→ INFORMATION SHOWN

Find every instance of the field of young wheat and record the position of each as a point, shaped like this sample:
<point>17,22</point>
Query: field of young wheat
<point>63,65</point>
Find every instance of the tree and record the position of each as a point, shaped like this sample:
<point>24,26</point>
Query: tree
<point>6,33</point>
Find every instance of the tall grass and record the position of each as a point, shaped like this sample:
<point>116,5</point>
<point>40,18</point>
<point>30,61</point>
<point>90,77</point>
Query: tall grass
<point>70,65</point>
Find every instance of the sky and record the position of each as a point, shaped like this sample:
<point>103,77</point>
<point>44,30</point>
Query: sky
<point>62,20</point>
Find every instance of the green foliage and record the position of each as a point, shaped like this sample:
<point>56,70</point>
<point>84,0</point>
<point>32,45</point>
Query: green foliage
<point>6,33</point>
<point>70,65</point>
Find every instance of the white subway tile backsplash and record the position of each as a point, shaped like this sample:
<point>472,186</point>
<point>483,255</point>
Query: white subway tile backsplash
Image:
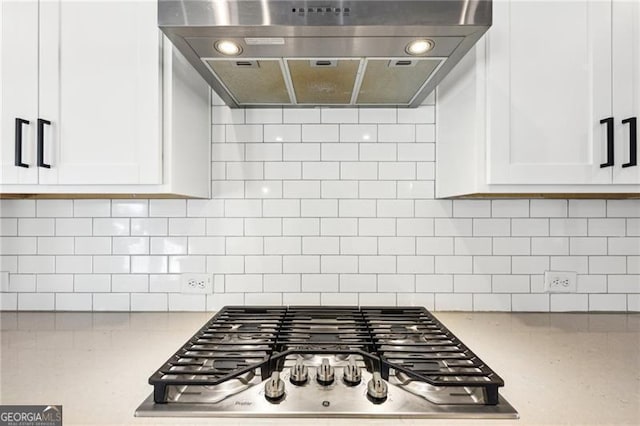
<point>548,208</point>
<point>36,264</point>
<point>282,245</point>
<point>587,208</point>
<point>607,264</point>
<point>623,284</point>
<point>325,283</point>
<point>623,208</point>
<point>377,264</point>
<point>395,208</point>
<point>321,170</point>
<point>492,302</point>
<point>320,205</point>
<point>550,246</point>
<point>130,245</point>
<point>113,264</point>
<point>111,226</point>
<point>146,227</point>
<point>510,208</point>
<point>587,246</point>
<point>263,115</point>
<point>129,208</point>
<point>415,227</point>
<point>357,208</point>
<point>434,283</point>
<point>453,302</point>
<point>242,245</point>
<point>169,245</point>
<point>149,302</point>
<point>396,283</point>
<point>46,283</point>
<point>491,264</point>
<point>73,302</point>
<point>377,115</point>
<point>358,170</point>
<point>285,283</point>
<point>416,189</point>
<point>358,245</point>
<point>358,133</point>
<point>568,227</point>
<point>396,133</point>
<point>92,283</point>
<point>320,245</point>
<point>35,227</point>
<point>18,208</point>
<point>471,208</point>
<point>472,283</point>
<point>320,132</point>
<point>358,283</point>
<point>339,189</point>
<point>338,227</point>
<point>301,115</point>
<point>435,246</point>
<point>36,301</point>
<point>73,264</point>
<point>472,246</point>
<point>607,227</point>
<point>54,208</point>
<point>282,133</point>
<point>491,227</point>
<point>577,264</point>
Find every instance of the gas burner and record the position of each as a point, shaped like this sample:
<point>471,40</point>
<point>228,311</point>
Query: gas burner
<point>319,362</point>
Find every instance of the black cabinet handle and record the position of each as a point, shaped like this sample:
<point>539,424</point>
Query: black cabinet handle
<point>609,123</point>
<point>633,142</point>
<point>41,124</point>
<point>18,146</point>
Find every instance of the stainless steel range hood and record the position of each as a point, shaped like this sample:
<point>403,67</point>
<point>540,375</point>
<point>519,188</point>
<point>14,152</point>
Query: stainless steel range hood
<point>262,53</point>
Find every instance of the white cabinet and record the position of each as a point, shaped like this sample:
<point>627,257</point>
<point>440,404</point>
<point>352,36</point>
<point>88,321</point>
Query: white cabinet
<point>98,103</point>
<point>626,86</point>
<point>19,91</point>
<point>521,114</point>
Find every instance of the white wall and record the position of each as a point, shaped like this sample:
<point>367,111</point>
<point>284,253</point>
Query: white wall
<point>320,206</point>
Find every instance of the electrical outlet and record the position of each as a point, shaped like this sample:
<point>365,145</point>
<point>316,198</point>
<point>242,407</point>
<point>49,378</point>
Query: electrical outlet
<point>196,283</point>
<point>559,281</point>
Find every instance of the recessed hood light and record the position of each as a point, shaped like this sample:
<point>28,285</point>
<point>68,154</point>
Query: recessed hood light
<point>419,47</point>
<point>228,48</point>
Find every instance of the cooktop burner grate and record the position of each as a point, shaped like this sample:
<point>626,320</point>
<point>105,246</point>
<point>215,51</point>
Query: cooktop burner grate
<point>408,342</point>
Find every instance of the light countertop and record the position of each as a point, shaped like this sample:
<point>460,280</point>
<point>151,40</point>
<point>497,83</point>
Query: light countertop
<point>578,369</point>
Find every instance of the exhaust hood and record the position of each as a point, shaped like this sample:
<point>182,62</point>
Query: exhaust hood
<point>370,53</point>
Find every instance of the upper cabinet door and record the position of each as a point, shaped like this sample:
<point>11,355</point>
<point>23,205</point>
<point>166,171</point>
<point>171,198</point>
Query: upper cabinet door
<point>100,89</point>
<point>626,88</point>
<point>18,90</point>
<point>550,85</point>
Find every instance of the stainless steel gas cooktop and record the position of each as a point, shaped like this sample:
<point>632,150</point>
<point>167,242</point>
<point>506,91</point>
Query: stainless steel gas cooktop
<point>312,361</point>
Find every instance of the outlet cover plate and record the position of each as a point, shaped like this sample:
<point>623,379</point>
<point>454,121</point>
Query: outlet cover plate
<point>560,281</point>
<point>193,283</point>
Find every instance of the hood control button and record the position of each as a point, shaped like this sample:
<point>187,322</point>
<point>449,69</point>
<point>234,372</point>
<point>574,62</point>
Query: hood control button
<point>352,375</point>
<point>274,388</point>
<point>325,374</point>
<point>377,389</point>
<point>299,373</point>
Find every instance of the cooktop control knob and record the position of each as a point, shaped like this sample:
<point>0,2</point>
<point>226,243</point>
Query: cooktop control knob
<point>352,375</point>
<point>325,374</point>
<point>299,373</point>
<point>377,389</point>
<point>274,388</point>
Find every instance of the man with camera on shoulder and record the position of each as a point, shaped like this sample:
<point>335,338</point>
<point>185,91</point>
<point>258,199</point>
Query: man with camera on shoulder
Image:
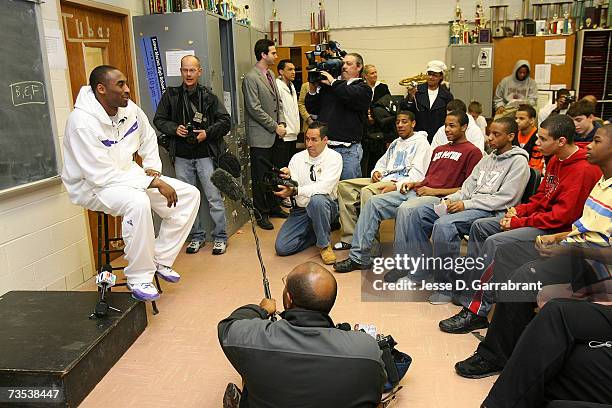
<point>317,172</point>
<point>192,116</point>
<point>301,359</point>
<point>343,104</point>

→ WHAT TO DO
Leave the pictures out and reproduce all of the records exactly.

→ ANSWER TO THIS PROBLEM
Find every instance of the field of young wheat and record the position of each as a point, shaped like this sample:
<point>17,22</point>
Query: field of young wheat
<point>63,65</point>
Find every instance of the tree and record the position of each as a point, shaped like this sample:
<point>24,26</point>
Query: tree
<point>6,33</point>
Find every instance of the tall grass and record the position of each as a point, shaped like this sample:
<point>116,5</point>
<point>40,18</point>
<point>30,61</point>
<point>90,77</point>
Query: tall grass
<point>70,65</point>
Find every instance of the sky and record the position of each as a point, shaped like this sample:
<point>103,77</point>
<point>44,30</point>
Query: sky
<point>62,20</point>
Find every instance of the green foliage and record the position of each as a point, shaped like this sample:
<point>56,70</point>
<point>84,0</point>
<point>32,45</point>
Query: green foliage
<point>6,33</point>
<point>70,65</point>
Find every instance of the white subway tile backsplash and record the position of each as a point, shaped like this sample:
<point>472,186</point>
<point>483,255</point>
Query: white subway tile backsplash
Image:
<point>548,208</point>
<point>36,264</point>
<point>282,245</point>
<point>587,208</point>
<point>607,264</point>
<point>623,284</point>
<point>325,283</point>
<point>623,208</point>
<point>377,264</point>
<point>395,208</point>
<point>321,170</point>
<point>492,302</point>
<point>320,205</point>
<point>550,246</point>
<point>130,245</point>
<point>113,264</point>
<point>111,226</point>
<point>146,227</point>
<point>510,208</point>
<point>587,246</point>
<point>263,115</point>
<point>129,208</point>
<point>415,227</point>
<point>357,208</point>
<point>434,283</point>
<point>453,302</point>
<point>242,245</point>
<point>169,245</point>
<point>149,302</point>
<point>396,283</point>
<point>46,283</point>
<point>491,264</point>
<point>73,302</point>
<point>377,115</point>
<point>358,170</point>
<point>285,283</point>
<point>416,189</point>
<point>358,245</point>
<point>358,133</point>
<point>568,227</point>
<point>396,133</point>
<point>92,283</point>
<point>320,245</point>
<point>35,227</point>
<point>18,208</point>
<point>471,208</point>
<point>472,283</point>
<point>320,132</point>
<point>358,283</point>
<point>339,189</point>
<point>338,227</point>
<point>301,115</point>
<point>435,246</point>
<point>36,301</point>
<point>73,264</point>
<point>472,246</point>
<point>607,227</point>
<point>54,208</point>
<point>282,133</point>
<point>491,227</point>
<point>577,264</point>
Find every instance of the gas burner and record the position of each as a point, shaped like this sample:
<point>471,40</point>
<point>228,311</point>
Query: gas burner
<point>319,362</point>
Find every instance of the black cabinet handle and record the position of each as a point, shaped like this sample:
<point>539,424</point>
Query: black cabinet handle
<point>609,123</point>
<point>633,142</point>
<point>41,124</point>
<point>18,146</point>
Find every instance of the stainless steel range hood and record the position of each as a point, shaped like this sample:
<point>403,67</point>
<point>540,375</point>
<point>519,188</point>
<point>14,152</point>
Query: stainless steel range hood
<point>262,53</point>
Find every instance of the white cabinet and record the position of each as a point, shaped like this sample:
<point>627,257</point>
<point>440,404</point>
<point>352,36</point>
<point>88,321</point>
Query: white cabinet
<point>98,103</point>
<point>626,86</point>
<point>19,91</point>
<point>521,114</point>
Find every instance of the white wall and record the position of each as a point, shaped like this sample:
<point>367,111</point>
<point>284,253</point>
Query: white wall
<point>320,206</point>
Find every instance of the electrical outlet and record the position of each as a point, shaped like this sample:
<point>365,145</point>
<point>316,198</point>
<point>242,407</point>
<point>49,378</point>
Query: electrical outlet
<point>196,283</point>
<point>559,281</point>
Find every instance of the recessed hood light and record the position of each as a point, shaped like this sample:
<point>28,285</point>
<point>68,154</point>
Query: recessed hood light
<point>419,47</point>
<point>228,48</point>
Find every instance of the cooktop burner grate and record the position of each as a point, shaped like this sample:
<point>626,320</point>
<point>105,246</point>
<point>215,51</point>
Query: cooktop burner grate
<point>408,342</point>
Find every instance of the light countertop and record the position of each as a point, shaped like this sample:
<point>460,280</point>
<point>151,40</point>
<point>497,83</point>
Query: light countertop
<point>578,369</point>
Find every instance of the exhaust hood and record the position of each as a point, shaped like this sample:
<point>182,62</point>
Query: exhaust hood
<point>370,53</point>
Find every instance of the upper cabinet door and record the position of each as a point, shaped like this sample:
<point>11,355</point>
<point>23,205</point>
<point>166,171</point>
<point>171,198</point>
Query: upper cabinet door
<point>100,89</point>
<point>626,88</point>
<point>18,90</point>
<point>550,85</point>
Find every instance of the stainless steel gas cooktop and record the position of each as a point, shaped like this sample:
<point>632,150</point>
<point>167,242</point>
<point>506,91</point>
Query: stainless steel gas cooktop
<point>312,361</point>
Find every instance of the outlet cover plate and record the position of each as a point, shaped like this sample:
<point>623,379</point>
<point>454,121</point>
Query: outlet cover plate
<point>560,281</point>
<point>193,283</point>
Find every instance of the hood control button and record the position of each as a point, shaped like this sample:
<point>187,322</point>
<point>449,69</point>
<point>234,372</point>
<point>574,62</point>
Query: hood control button
<point>352,375</point>
<point>274,388</point>
<point>325,374</point>
<point>377,389</point>
<point>299,373</point>
Find every instance of the cooktop control knob and record the position of each as a point, shaped like this sample:
<point>0,2</point>
<point>226,243</point>
Query: cooktop control knob
<point>352,375</point>
<point>325,374</point>
<point>299,373</point>
<point>377,389</point>
<point>274,388</point>
Find every instance of the man with camera on shoulder and record the position of each as a point, shaped like this sample:
<point>335,338</point>
<point>185,91</point>
<point>258,199</point>
Query: man with camera on shoulder
Image:
<point>317,172</point>
<point>192,116</point>
<point>301,359</point>
<point>343,104</point>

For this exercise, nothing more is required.